■ WHAT IS EXPECTED
Produce a word-for-word copy of the listing below without its pictures.

[PROVIDED INFORMATION start]

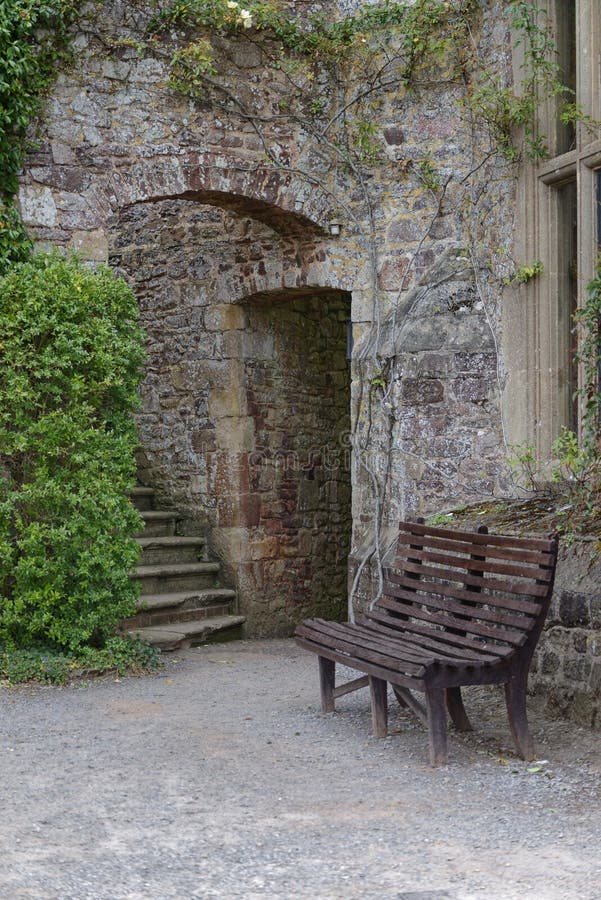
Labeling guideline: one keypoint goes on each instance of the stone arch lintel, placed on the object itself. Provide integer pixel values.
(283, 200)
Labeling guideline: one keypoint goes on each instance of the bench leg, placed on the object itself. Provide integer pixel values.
(515, 698)
(378, 690)
(437, 725)
(327, 680)
(456, 710)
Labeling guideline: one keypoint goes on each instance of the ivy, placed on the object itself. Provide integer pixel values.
(34, 39)
(70, 364)
(423, 30)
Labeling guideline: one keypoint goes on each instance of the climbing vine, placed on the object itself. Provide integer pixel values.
(34, 39)
(329, 78)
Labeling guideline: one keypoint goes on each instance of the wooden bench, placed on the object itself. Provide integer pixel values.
(458, 608)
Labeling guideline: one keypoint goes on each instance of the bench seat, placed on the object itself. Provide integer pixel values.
(457, 609)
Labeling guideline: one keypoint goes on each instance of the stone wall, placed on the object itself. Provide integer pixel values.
(181, 198)
(566, 669)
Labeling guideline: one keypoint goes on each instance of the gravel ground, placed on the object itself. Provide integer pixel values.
(220, 777)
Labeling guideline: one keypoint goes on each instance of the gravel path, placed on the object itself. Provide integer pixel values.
(220, 778)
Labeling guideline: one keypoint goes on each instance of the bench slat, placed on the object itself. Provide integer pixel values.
(362, 665)
(435, 601)
(354, 649)
(385, 617)
(450, 565)
(448, 590)
(442, 645)
(484, 549)
(480, 582)
(472, 537)
(385, 643)
(507, 635)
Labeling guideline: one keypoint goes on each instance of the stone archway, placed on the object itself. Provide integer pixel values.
(284, 482)
(240, 345)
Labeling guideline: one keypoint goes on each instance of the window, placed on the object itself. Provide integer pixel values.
(560, 215)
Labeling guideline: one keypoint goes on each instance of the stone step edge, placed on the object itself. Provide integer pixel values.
(153, 602)
(159, 515)
(169, 571)
(172, 637)
(172, 540)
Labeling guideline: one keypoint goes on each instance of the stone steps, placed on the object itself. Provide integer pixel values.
(173, 549)
(181, 602)
(187, 634)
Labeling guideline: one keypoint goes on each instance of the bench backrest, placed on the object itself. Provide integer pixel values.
(485, 587)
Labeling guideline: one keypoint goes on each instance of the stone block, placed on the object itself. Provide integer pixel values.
(573, 608)
(421, 391)
(93, 245)
(225, 317)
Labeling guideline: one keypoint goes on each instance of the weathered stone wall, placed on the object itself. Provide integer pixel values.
(566, 669)
(180, 197)
(298, 502)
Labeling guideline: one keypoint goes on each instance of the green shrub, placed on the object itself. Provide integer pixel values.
(48, 666)
(70, 365)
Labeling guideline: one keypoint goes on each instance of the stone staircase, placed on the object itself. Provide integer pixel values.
(181, 603)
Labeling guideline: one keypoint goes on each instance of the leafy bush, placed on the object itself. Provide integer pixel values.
(48, 666)
(70, 365)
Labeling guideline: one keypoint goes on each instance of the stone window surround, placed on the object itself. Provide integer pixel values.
(532, 342)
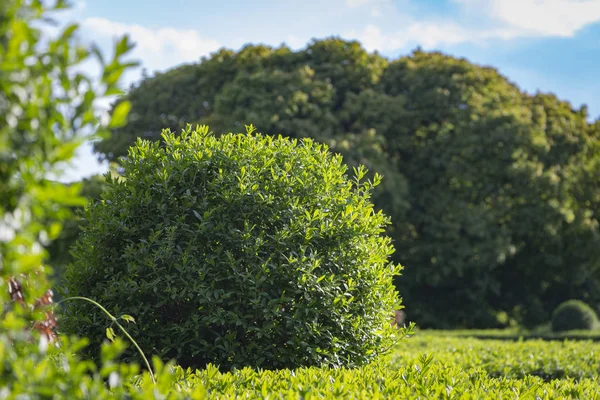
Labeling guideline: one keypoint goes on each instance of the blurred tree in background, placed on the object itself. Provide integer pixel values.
(493, 192)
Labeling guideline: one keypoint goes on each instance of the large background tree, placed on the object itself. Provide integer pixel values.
(493, 192)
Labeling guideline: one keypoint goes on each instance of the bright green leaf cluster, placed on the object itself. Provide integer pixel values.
(241, 250)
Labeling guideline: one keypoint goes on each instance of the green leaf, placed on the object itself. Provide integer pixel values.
(110, 334)
(128, 318)
(119, 115)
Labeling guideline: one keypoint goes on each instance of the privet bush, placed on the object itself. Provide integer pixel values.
(242, 250)
(573, 314)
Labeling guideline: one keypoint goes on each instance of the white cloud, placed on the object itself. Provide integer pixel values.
(518, 18)
(158, 49)
(509, 19)
(358, 3)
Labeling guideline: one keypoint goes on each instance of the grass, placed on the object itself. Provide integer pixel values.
(426, 366)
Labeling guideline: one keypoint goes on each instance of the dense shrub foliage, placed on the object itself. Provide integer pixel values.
(573, 314)
(493, 192)
(243, 250)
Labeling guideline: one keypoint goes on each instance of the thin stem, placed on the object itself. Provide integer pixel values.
(119, 325)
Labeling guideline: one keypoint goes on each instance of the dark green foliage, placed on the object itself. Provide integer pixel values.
(242, 250)
(493, 192)
(59, 250)
(572, 315)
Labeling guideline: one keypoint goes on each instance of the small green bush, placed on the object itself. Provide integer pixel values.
(573, 314)
(242, 250)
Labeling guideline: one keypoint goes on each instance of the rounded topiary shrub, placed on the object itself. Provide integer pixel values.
(573, 314)
(239, 250)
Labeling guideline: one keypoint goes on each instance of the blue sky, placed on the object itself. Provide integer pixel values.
(547, 45)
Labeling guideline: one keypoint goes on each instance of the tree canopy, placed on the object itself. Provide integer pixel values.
(493, 192)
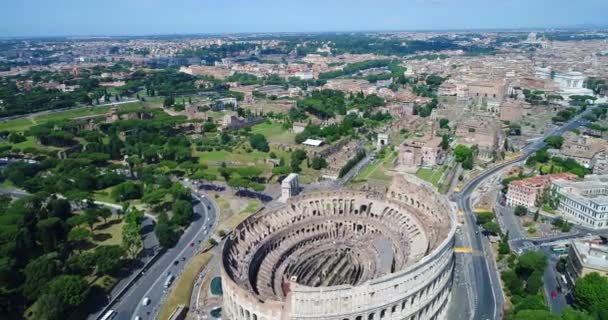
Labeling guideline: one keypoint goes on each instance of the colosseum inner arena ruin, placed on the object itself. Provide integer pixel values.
(345, 255)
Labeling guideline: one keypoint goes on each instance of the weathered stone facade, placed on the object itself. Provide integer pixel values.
(344, 255)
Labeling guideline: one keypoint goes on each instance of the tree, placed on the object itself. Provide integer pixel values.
(258, 141)
(51, 231)
(64, 294)
(90, 217)
(164, 231)
(59, 208)
(503, 247)
(182, 213)
(521, 211)
(132, 240)
(534, 282)
(108, 259)
(38, 273)
(169, 101)
(535, 315)
(467, 164)
(554, 142)
(104, 213)
(529, 262)
(127, 191)
(492, 228)
(571, 314)
(591, 293)
(319, 163)
(79, 235)
(297, 156)
(461, 153)
(445, 142)
(512, 282)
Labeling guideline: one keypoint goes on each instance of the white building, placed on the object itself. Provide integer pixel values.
(304, 75)
(585, 257)
(571, 83)
(584, 202)
(289, 187)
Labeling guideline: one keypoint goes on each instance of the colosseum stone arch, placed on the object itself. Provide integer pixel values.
(344, 256)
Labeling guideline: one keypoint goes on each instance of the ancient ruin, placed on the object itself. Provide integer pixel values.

[PROVIDED INFORMATION end]

■ EXERCISE ANSWER
Labeling guideline: one keypoint goes on each instance of the stone arch lintel, placed on the object itself. Provide integer pixel values.
(283, 200)
Labeling guideline: one keypoint goes on each instance of the bench leg, placed on the object itself. Provide integer pixel values.
(515, 698)
(378, 690)
(437, 725)
(327, 680)
(456, 710)
Labeling guideline: one keypoint goes on each instance of the ivy, placed on the object itself. Provide integer pixel values.
(34, 39)
(70, 364)
(423, 30)
Labeling guideline: one keypoint goes on each instance of the climbing vine, placed on the object itself. Provide integer pixel values.
(34, 39)
(329, 78)
Labeling guideline: one keypoint goes on each instance of the wooden bench, placed on the object itself. Provide integer pixel values.
(458, 608)
Labeling guideline: one keypoint goes on each instance of the bench seat, placed on the object itself. Provide integer pixel values.
(457, 609)
Labeling guideline: one keypoint goes on each instance of the stone wall, placed on the object itself. Provide integer pixel values.
(181, 198)
(566, 669)
Labeling guideline: one keypoint goes on each instance of the gravel ground, placed on the object itself. Provide integer pixel values.
(220, 777)
Labeling guideline: one keypoint goes on each instance of the gravel path, placed on the object itself. Provide integer pixel values.
(220, 778)
Labeling guideline: one keypoint goes on each instance of the bench slat, placed on the object itself. Provide integer pixel values.
(362, 665)
(435, 601)
(354, 649)
(385, 617)
(450, 565)
(448, 590)
(442, 645)
(484, 549)
(480, 582)
(472, 537)
(385, 643)
(507, 635)
Labeling guideline: one keypoint goes on each instance of the stone archway, placed on the object itself. Provide integer pixel values.
(284, 482)
(240, 345)
Labeling guideline: one keypoint goes on each instance of the window, placed on the object itself. Provide integer pixel values.
(560, 215)
Labeling guideline: one keypoint goes on each instance of the stone step edge, placed on the object itself. Provide integer pixel values.
(153, 602)
(159, 515)
(169, 571)
(172, 637)
(172, 540)
Labeling guideline: one keypoint goes on each instance of the stone steps, placed on the object itself. Provide integer pixel values.
(173, 549)
(181, 602)
(187, 634)
Labeling guideline: one keypoint goes on each instance of the bench backrest, placed on the object itself. Provide integer pixel values.
(485, 587)
Labeling guideline: one keypoint goes on each instance of the stone block, placed on the object itself. Provide integer pixel values.
(573, 608)
(421, 391)
(93, 245)
(225, 317)
Labeling guideline: one keypoint goes on each instance of the weathered stone wall, placed on the object itself. Provide integer pixel values.
(566, 669)
(180, 197)
(298, 502)
Labeling guideline: one keypoint goes on each instance of the green shrub, placed on the object itself. Provide integer pixel values.
(48, 666)
(70, 365)
Labeling guideline: one keypoint goes on each instance of the stone staircase, placed on the object itself. Provide integer pixel values.
(181, 603)
Labeling guideline: one keypoint goes on each instance of the leafy bush, placed on the object itself. Provide integer pixel values.
(48, 666)
(70, 365)
Labeling guideline: one keypoint goes on each instance of the stone window surround, placed on the object itself. Provide integer pixel values.
(532, 342)
Labeling guideline: one keypoint goes on each instance of the blurred tree in background, placed on the object itself. Provide integer pixel values.
(493, 192)
Labeling guideline: one keypoint goes on each instance of the large background tree, placed on the object itself. Provide integer pixel values.
(493, 192)
Labeling guideline: one keypoint goes on each instance of the bright green leaf cluster, placed on the object itself. Provide integer pixel values.
(241, 250)
Labeling guideline: one keypoint goes on each instance of the green leaf, placed on the object itself. Provide integer pixel values.
(110, 334)
(128, 318)
(119, 115)
Labeling guideline: one keypoint goes on each instance of the privet bush, placed on the object itself. Provide integer pixel values.
(242, 250)
(573, 314)
Labeling guideline: one keypoint goes on each instance of the white cloud, placed on the object itself. Provide integer pixel values.
(518, 18)
(158, 49)
(509, 19)
(358, 3)
Labeling guideline: one keypoint goes on each instance of the grass, placed on the object itself. Provide integer pixel values.
(426, 366)
Labeling guideline: one keypoint goes on each instance of the dense shrub foliage, placed on the object itself. Provide integer pixel values.
(573, 314)
(493, 192)
(243, 250)
Labeling guideline: one keypoint goes on each instance of the thin stem, placed on the object itself. Provide integer pixel values.
(119, 325)
Labeling guideline: one keypoint goes on each instance of the dark green foliage, placed on the object itself. Provide integer pixel values.
(242, 250)
(493, 192)
(59, 250)
(572, 315)
Labeling guideline: one keypoint goes on each instance of the small green bush, placed on the object itself. Provide integer pixel values.
(573, 314)
(242, 250)
Labeling guideline: one keypoint goes on each instance of the rounded topiary shrub, placed on the object itself. Provide integer pixel values.
(573, 314)
(239, 250)
Labeling guideline: one keypoint goes on each instance of the blue sky, placed on the object itself. Provide integer pixel values.
(547, 45)
Labeling guideline: one keypoint goes on each instance of the tree canopy, placed on the object itself. Provide integer pixel values.
(493, 192)
Labeling guideline: one keypoint goes on each instance of the colosseum inner arena ruin, placed on the object itself. Provide integer pixel values.
(345, 255)
Labeling guideline: one keypoint goes on each instance of the weathered stone facade, placed on the object itself. Provide integer pixel values.
(344, 255)
Labeling guideline: one keypoint goes on each instance of the tree, placed on the object itself. Provide integer pixel values.
(258, 141)
(51, 231)
(64, 294)
(90, 217)
(164, 231)
(59, 208)
(503, 247)
(182, 213)
(521, 211)
(132, 240)
(534, 282)
(108, 259)
(38, 273)
(169, 101)
(535, 315)
(467, 164)
(554, 142)
(104, 213)
(529, 262)
(127, 191)
(492, 228)
(571, 314)
(591, 293)
(319, 163)
(79, 235)
(297, 156)
(461, 153)
(445, 142)
(512, 282)
Labeling guideline: one keypoint goes on each instance of the white building, placed on the object itself. Provide integer pixel values.
(304, 75)
(585, 257)
(571, 83)
(584, 202)
(289, 187)
Labeling guideline: one keypoint goes on each instance of the colosseum stone arch, placed on the object itself. Provide integer pixel values.
(344, 256)
Labeling guideline: one keypoint goes on each instance of the ancient ruin, placed on the object itself. Provide integer pixel values.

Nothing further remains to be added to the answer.